▶ _TASK BRIEF_:
Nothing but the records, copied exactly and stripped of pictures, should be in the answer.
....................
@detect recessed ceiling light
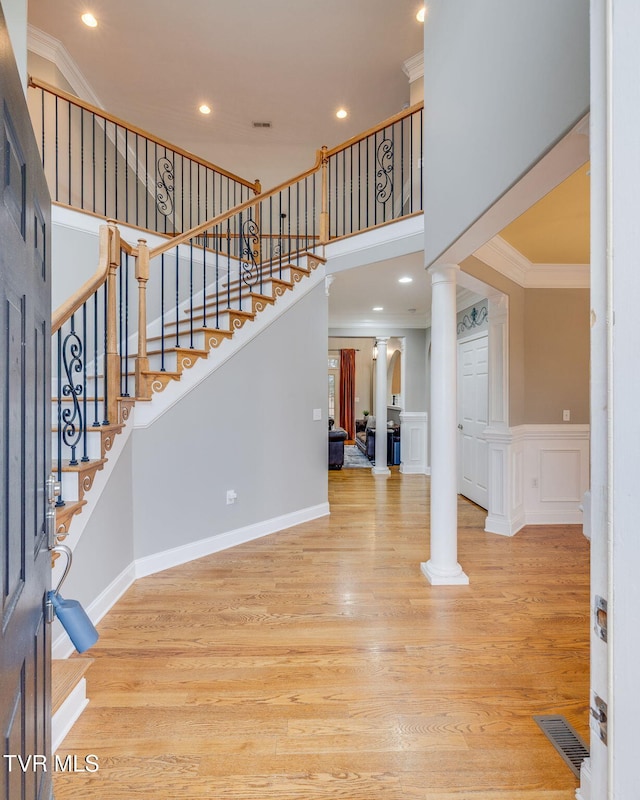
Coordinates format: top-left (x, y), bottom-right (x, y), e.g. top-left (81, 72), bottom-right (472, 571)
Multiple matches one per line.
top-left (81, 12), bottom-right (98, 27)
top-left (398, 276), bottom-right (413, 284)
top-left (416, 6), bottom-right (426, 23)
top-left (336, 108), bottom-right (348, 120)
top-left (372, 306), bottom-right (383, 311)
top-left (199, 104), bottom-right (212, 115)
....................
▶ _WRITTEN ANSWER_:
@detect recessed ceiling light
Coordinates format: top-left (x, y), bottom-right (x, y), e.g. top-left (81, 72), bottom-right (472, 571)
Multiple matches one per line.
top-left (81, 12), bottom-right (98, 27)
top-left (398, 276), bottom-right (413, 284)
top-left (416, 6), bottom-right (426, 23)
top-left (336, 108), bottom-right (348, 120)
top-left (372, 306), bottom-right (383, 311)
top-left (199, 104), bottom-right (212, 115)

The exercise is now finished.